**Exercise requirements**
Copy the part of the passage on cattle fertility genetics from "Table 3.  Heritability" up to and including "the multi-trait model.", and switch every "Brahman" to "Nellore".

**Excerpt to read**
|---|
Posterior means and standard deviations for (co)variance components, heritabilities and genetic correlations were obtained using the POSTGIBBSF90 (Misztal et al. 2002). The analysis consisted of a single chain of 100 000 cycles discarding the first 20 000 cycles, taking a sample at every 50 iterations to obtain the parameters. The standard error of heritability estimates and genomic correlations were obtained using the OPTION se_covar_function of the POSTGIBBSF90 program (Misztal et al. 2002).

The estimates of heritability and their corresponding standard errors for both single- and multi-trait models are presented in Table 3. The estimates for BB cows ranged from low to moderate for both models. Days to calving at the first calving opportunity (DC1) had the lowest heritability for both single-trait (0.07 ± 0.04) and multi-trait (0.17 ± 0.05) models, while AGECL had the highest estimates for both models (single-trait: 0.56 ± 0.08; multi-trait: 0.57 ± 0.08). For TC cows, the estimates of heritability ranged from low to moderate for single-trait models and from low to high for multi-trait models. DC1 had the lowest heritability for both single-trait (0.04 ± 0.03) and multi-trait (0.12 ± 0.03) models, while AGECL had a moderate estimate for the single-trait (0.46 ± 0.08) and a high estimate for the multi-trait (0.69 ± 0.02) model. For BB and TC bulls, the heritability estimates in most cases followed a similar pattern, with the estimates ranging from low to high in both populations. For the single-trait models, sperm motility (MOT) had the lowest heritability estimate in BB (0.09 ± 0.05) and TC (0.09 ± 0.05), while SC24 had the highest estimates in both breeds (0.62 ± 0.07 in BB and 0.62 ± 0.08 in TC). For multi-trait analysis, again SC24 had the highest estimates of heritability in both breeds (0.64 ± 0.06 in BB and 0.69 ± 0.07 in TC), while MOT had the lowest estimate in BB (0.09 ± 0.02) and sperm mass activity (MAS) had the lowest estimate in TC (0.18 ± 0.06). Generally, heritability estimates from the multi-trait analysis were higher than the estimates from a single-trait models and were usually accompanied by lower standard errors.

Table 3.  Heritability estimates and standard error for cow and bull fertility traits in Brahman and Tropical Composite
BB, Brahman; TC, Tropical Composite; h², heritability estimate

Genetic correlation (bivariate and multivariate) among cow-fertility phenotypes for both BB and TC are presented in Table 4. In general, a range of strong positive and negative genetic correlations was recorded between the studied traits for both breeds. Given the low heritabilities of age at first calving (AFC) and DC1 in both breeds, all genetic correlation estimates with these traits had large standard errors. The magnitude of the errors was reduced in the multi-trait model.
|---|
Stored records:
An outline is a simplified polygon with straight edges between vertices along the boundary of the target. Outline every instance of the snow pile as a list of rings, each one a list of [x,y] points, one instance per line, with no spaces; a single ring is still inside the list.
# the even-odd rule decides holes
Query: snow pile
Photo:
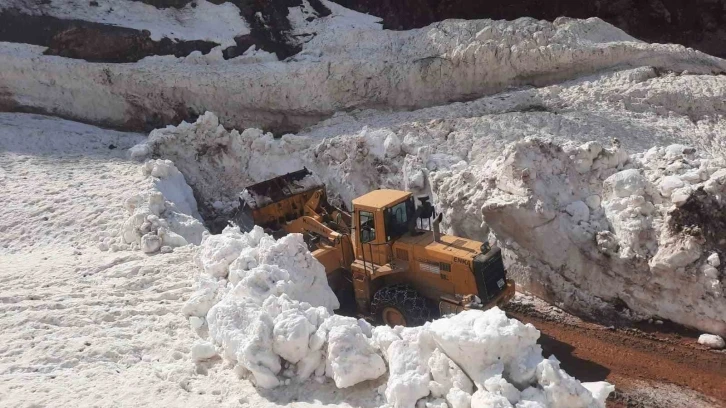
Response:
[[[301,235],[227,228],[202,241],[197,264],[198,291],[182,312],[258,386],[315,375],[348,387],[385,373],[370,325],[332,315],[338,300]]]
[[[465,206],[447,211],[449,222],[479,212],[511,250],[510,271],[539,296],[595,317],[622,300],[635,318],[724,333],[724,174],[722,159],[682,145],[628,155],[619,141],[530,138],[486,167],[432,178],[444,207]]]
[[[499,309],[395,329],[334,315],[338,301],[299,234],[275,241],[260,227],[227,228],[205,237],[196,262],[197,292],[182,308],[202,338],[192,359],[220,356],[262,388],[311,377],[345,388],[388,371],[386,399],[405,408],[420,400],[594,408],[612,390],[582,385],[557,360],[545,360],[539,331]]]
[[[640,68],[413,112],[341,113],[279,139],[257,129],[224,130],[207,113],[193,124],[154,131],[140,149],[172,159],[219,213],[233,211],[246,185],[302,167],[346,205],[375,188],[433,194],[449,233],[498,240],[520,286],[564,309],[611,317],[613,305],[624,302],[634,318],[722,333],[722,229],[714,222],[721,219],[714,216],[720,201],[707,188],[723,185],[716,170],[723,167],[726,135],[718,95],[725,93],[723,76]],[[531,135],[553,141],[553,153],[507,147]],[[611,146],[614,135],[619,146]],[[667,147],[674,143],[696,152]],[[524,149],[524,162],[505,163],[499,156],[506,149]],[[669,217],[685,197],[693,197],[690,204],[686,199]],[[506,214],[491,221],[490,236],[482,206],[501,201]],[[487,210],[487,217],[494,214]],[[559,228],[561,220],[567,225]],[[705,232],[710,243],[696,245],[677,232],[687,250],[670,254],[679,240],[663,231],[690,231],[694,223],[714,226]],[[524,236],[527,228],[543,232]],[[659,271],[654,279],[648,262]],[[686,296],[677,292],[682,284]]]
[[[604,407],[613,390],[581,384],[544,359],[539,331],[498,308],[465,311],[417,328],[381,326],[373,341],[389,364],[393,407]]]
[[[713,349],[722,349],[726,347],[726,341],[721,336],[715,334],[702,334],[698,336],[698,344],[703,344],[706,347]]]
[[[187,244],[199,245],[206,229],[184,175],[169,160],[149,160],[141,170],[150,186],[124,201],[129,218],[123,224],[120,239],[104,237],[99,248],[118,251],[131,247],[154,253],[170,252]]]
[[[51,6],[56,2],[67,0],[54,0]],[[306,26],[294,24],[292,33],[306,34],[299,38],[309,41],[286,61],[217,58],[214,69],[206,65],[211,62],[207,58],[203,64],[172,58],[87,63],[44,56],[42,47],[0,44],[0,88],[20,106],[114,126],[177,123],[210,110],[230,127],[287,131],[352,108],[434,106],[608,69],[652,66],[704,75],[726,71],[723,60],[682,46],[639,42],[596,18],[447,20],[417,30],[388,31],[369,21],[370,16],[324,3],[330,16]],[[230,3],[209,7],[233,8]],[[239,19],[236,12],[223,14]],[[214,21],[210,32],[238,25]],[[226,33],[214,37],[229,41]],[[55,85],[43,85],[49,81]]]

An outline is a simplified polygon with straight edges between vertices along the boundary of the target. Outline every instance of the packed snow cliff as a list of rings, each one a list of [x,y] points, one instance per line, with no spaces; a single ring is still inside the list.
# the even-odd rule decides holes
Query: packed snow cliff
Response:
[[[205,237],[196,262],[198,289],[182,309],[201,338],[192,358],[221,357],[258,387],[328,377],[345,388],[388,373],[397,408],[596,408],[613,390],[569,376],[542,356],[534,326],[496,308],[393,329],[334,315],[324,268],[299,234],[230,227]]]
[[[451,233],[496,240],[520,287],[567,310],[611,319],[624,304],[628,318],[724,334],[725,100],[724,76],[638,68],[341,113],[280,139],[207,113],[133,153],[173,160],[215,214],[233,212],[246,185],[303,166],[345,204],[375,188],[432,195]]]
[[[250,46],[228,60],[217,47],[204,56],[88,63],[42,55],[44,47],[2,43],[0,107],[134,129],[176,124],[210,110],[228,127],[282,133],[338,111],[421,108],[613,68],[726,72],[723,60],[682,46],[643,43],[597,18],[447,20],[387,31],[375,17],[322,3],[330,15],[311,22],[297,8],[289,13],[291,37],[309,40],[284,61]],[[65,3],[51,2],[58,15],[69,9],[56,4]],[[200,4],[209,13],[231,6]],[[80,7],[90,9],[89,19],[99,14],[85,3]],[[218,31],[209,36],[230,40]]]

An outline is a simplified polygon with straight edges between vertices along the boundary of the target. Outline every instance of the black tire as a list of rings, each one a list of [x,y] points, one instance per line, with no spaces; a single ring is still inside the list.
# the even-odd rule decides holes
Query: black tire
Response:
[[[380,323],[387,323],[383,317],[387,309],[397,310],[409,327],[421,326],[431,317],[428,300],[409,285],[386,286],[373,295],[371,312]]]

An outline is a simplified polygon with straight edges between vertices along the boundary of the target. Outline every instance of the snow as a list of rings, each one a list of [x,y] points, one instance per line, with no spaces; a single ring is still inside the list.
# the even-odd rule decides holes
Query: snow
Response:
[[[722,349],[726,347],[726,341],[724,341],[721,336],[717,336],[715,334],[702,334],[698,336],[698,344],[703,344],[704,346],[713,349]]]
[[[123,3],[148,7],[139,2]],[[62,4],[70,3],[65,0]],[[230,3],[208,7],[234,8]],[[557,87],[552,89],[551,96],[557,99],[562,91],[560,97],[576,99],[591,108],[629,98],[629,109],[643,111],[650,105],[641,101],[645,95],[646,99],[657,101],[660,114],[691,104],[709,105],[713,113],[723,104],[718,85],[723,80],[710,76],[726,71],[723,60],[682,46],[639,42],[596,18],[555,22],[531,18],[447,20],[417,30],[388,31],[382,30],[380,24],[362,23],[360,15],[353,19],[358,22],[356,26],[349,27],[348,12],[332,5],[331,8],[332,16],[311,23],[311,30],[317,30],[317,35],[303,45],[300,55],[289,61],[263,59],[238,63],[236,58],[219,60],[217,52],[213,68],[207,65],[213,61],[185,63],[186,59],[171,57],[130,64],[88,63],[44,56],[42,47],[0,44],[0,87],[22,106],[91,123],[171,123],[178,120],[180,109],[200,114],[209,110],[226,126],[238,129],[287,130],[312,125],[335,112],[353,108],[422,108],[471,100],[514,87],[545,86],[606,70],[637,67],[687,70],[709,76],[711,84],[689,90],[703,94],[703,99],[684,99],[673,92],[674,87],[648,92],[637,85],[624,88],[620,94],[600,95],[602,88],[594,83],[584,84],[587,92],[580,95],[567,95],[566,88]],[[148,15],[184,10],[165,9]],[[137,14],[147,15],[134,15]],[[240,18],[234,11],[223,14]],[[214,30],[228,30],[226,27],[235,24],[212,26]],[[483,30],[489,34],[477,38]],[[228,41],[229,35],[220,33],[215,37]],[[686,82],[695,80],[694,75],[689,77],[674,81],[676,87],[689,86]],[[642,76],[631,79],[645,82]],[[55,85],[46,86],[47,83]],[[530,100],[530,105],[547,103],[547,95],[542,96]],[[697,117],[701,113],[694,109],[689,114]],[[615,123],[622,123],[623,118],[614,119]],[[531,131],[542,130],[532,126]]]
[[[342,113],[280,139],[227,131],[206,113],[154,131],[147,149],[207,203],[302,167],[346,205],[374,188],[428,195],[449,233],[498,243],[520,287],[565,309],[617,314],[608,302],[620,299],[630,317],[723,334],[723,275],[706,260],[717,244],[667,228],[693,191],[723,189],[726,122],[710,96],[724,95],[723,78],[605,72],[412,112]],[[401,150],[389,157],[381,141],[392,134]],[[190,153],[204,145],[223,148]],[[683,181],[670,197],[665,177]]]
[[[239,9],[232,3],[217,5],[206,0],[195,0],[196,7],[190,3],[181,9],[158,9],[140,1],[97,2],[98,6],[89,6],[85,0],[50,0],[42,3],[7,0],[0,4],[0,10],[15,9],[28,15],[147,30],[155,41],[164,37],[181,41],[207,40],[226,47],[235,45],[234,37],[250,32]]]
[[[371,328],[333,314],[300,236],[205,233],[192,189],[232,211],[245,185],[303,166],[344,203],[377,187],[432,196],[444,228],[498,243],[510,276],[563,308],[602,315],[621,300],[634,318],[726,333],[718,243],[669,227],[699,191],[726,192],[722,60],[597,19],[390,32],[336,7],[347,20],[331,26],[355,29],[286,63],[88,64],[0,44],[4,98],[86,121],[184,106],[267,128],[348,110],[279,139],[213,113],[148,140],[0,114],[12,403],[378,406],[383,384],[400,407],[604,405],[609,384],[544,359],[539,332],[501,310]]]
[[[206,235],[196,259],[198,289],[181,309],[203,339],[192,358],[219,353],[260,388],[313,376],[349,388],[387,373],[383,394],[395,408],[516,404],[517,387],[528,386],[539,387],[543,406],[596,408],[610,392],[594,385],[593,396],[544,359],[539,331],[498,308],[393,329],[333,314],[337,299],[299,234],[274,240],[260,227],[247,233],[228,227]],[[235,282],[226,279],[233,268]]]

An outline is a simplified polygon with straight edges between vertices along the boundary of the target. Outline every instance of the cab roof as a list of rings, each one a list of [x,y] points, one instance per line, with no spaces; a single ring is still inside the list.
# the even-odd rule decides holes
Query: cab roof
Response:
[[[411,193],[401,190],[374,190],[353,200],[354,206],[383,208],[408,198]]]

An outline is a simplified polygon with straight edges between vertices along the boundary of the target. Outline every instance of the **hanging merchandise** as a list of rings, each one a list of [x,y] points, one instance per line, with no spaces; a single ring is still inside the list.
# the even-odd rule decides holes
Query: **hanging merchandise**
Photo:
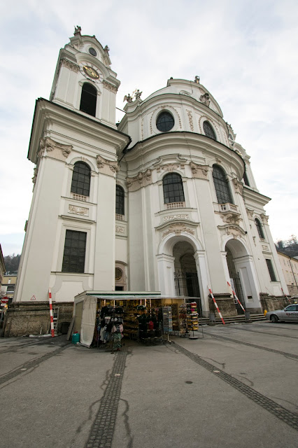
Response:
[[[179,305],[179,321],[180,321],[180,335],[181,337],[188,336],[189,331],[187,327],[186,304],[183,303]]]
[[[171,307],[162,307],[162,328],[164,333],[173,331],[173,319]]]
[[[189,339],[197,339],[197,334],[194,334],[195,331],[199,330],[198,311],[197,302],[187,303],[187,328],[190,331]]]

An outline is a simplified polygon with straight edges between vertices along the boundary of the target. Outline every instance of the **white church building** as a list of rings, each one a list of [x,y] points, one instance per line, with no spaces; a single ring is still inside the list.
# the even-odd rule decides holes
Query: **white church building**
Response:
[[[173,79],[127,97],[108,47],[76,29],[50,100],[36,101],[32,203],[14,302],[72,302],[85,290],[201,298],[222,313],[288,293],[250,157],[212,94]],[[32,303],[32,302],[31,302]],[[32,303],[33,304],[33,303]]]

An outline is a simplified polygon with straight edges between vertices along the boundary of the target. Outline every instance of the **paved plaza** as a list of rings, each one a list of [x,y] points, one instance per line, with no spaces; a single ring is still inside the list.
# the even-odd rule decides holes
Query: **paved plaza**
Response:
[[[298,325],[204,326],[112,354],[0,340],[0,447],[297,448]]]

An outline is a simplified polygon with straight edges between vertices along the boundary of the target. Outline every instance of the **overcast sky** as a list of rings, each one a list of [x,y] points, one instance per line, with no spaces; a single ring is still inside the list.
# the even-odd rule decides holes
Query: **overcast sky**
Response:
[[[11,0],[0,2],[0,244],[20,253],[32,196],[27,159],[35,100],[49,99],[74,25],[110,48],[123,97],[144,99],[195,75],[251,156],[273,239],[297,234],[297,0]],[[122,115],[118,115],[120,119]]]

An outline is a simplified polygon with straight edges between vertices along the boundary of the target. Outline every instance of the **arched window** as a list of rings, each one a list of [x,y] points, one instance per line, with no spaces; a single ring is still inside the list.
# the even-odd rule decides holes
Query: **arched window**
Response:
[[[164,204],[184,202],[182,178],[177,173],[166,174],[162,179]]]
[[[262,238],[262,239],[264,239],[264,232],[263,232],[263,229],[262,227],[262,224],[259,221],[259,220],[256,218],[255,219],[255,225],[257,227],[257,233],[259,234],[259,237],[260,238]]]
[[[250,185],[249,185],[248,178],[246,171],[244,172],[244,174],[243,174],[243,181],[244,181],[245,185],[247,185],[249,187]]]
[[[211,139],[213,139],[213,140],[216,140],[216,134],[214,132],[213,128],[208,121],[204,121],[203,123],[203,129],[205,132],[205,135]]]
[[[124,190],[120,185],[116,185],[116,214],[124,215]]]
[[[77,162],[73,167],[71,181],[72,193],[89,196],[90,192],[90,169],[84,162]]]
[[[95,117],[97,98],[97,91],[96,88],[89,83],[85,83],[82,88],[80,111]]]
[[[213,165],[212,176],[218,204],[233,204],[229,181],[222,168]]]

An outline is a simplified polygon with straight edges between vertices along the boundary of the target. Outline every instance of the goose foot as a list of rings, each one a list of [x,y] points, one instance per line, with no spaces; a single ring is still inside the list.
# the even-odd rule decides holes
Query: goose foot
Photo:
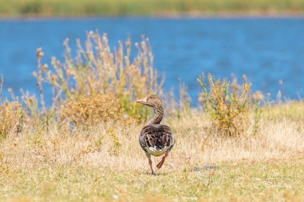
|---|
**Output for this exercise**
Table 3.  Heritability estimates and standard error for cow and bull fertility traits in Nellore and Tropical Composite
BB, Nellore; TC, Tropical Composite; h², heritability estimate

Genetic correlation (bivariate and multivariate) among cow-fertility phenotypes for both BB and TC are presented in Table 4. In general, a range of strong positive and negative genetic correlations was recorded between the studied traits for both breeds. Given the low heritabilities of age at first calving (AFC) and DC1 in both breeds, all genetic correlation estimates with these traits had large standard errors. The magnitude of the errors was reduced in the multi-trait model.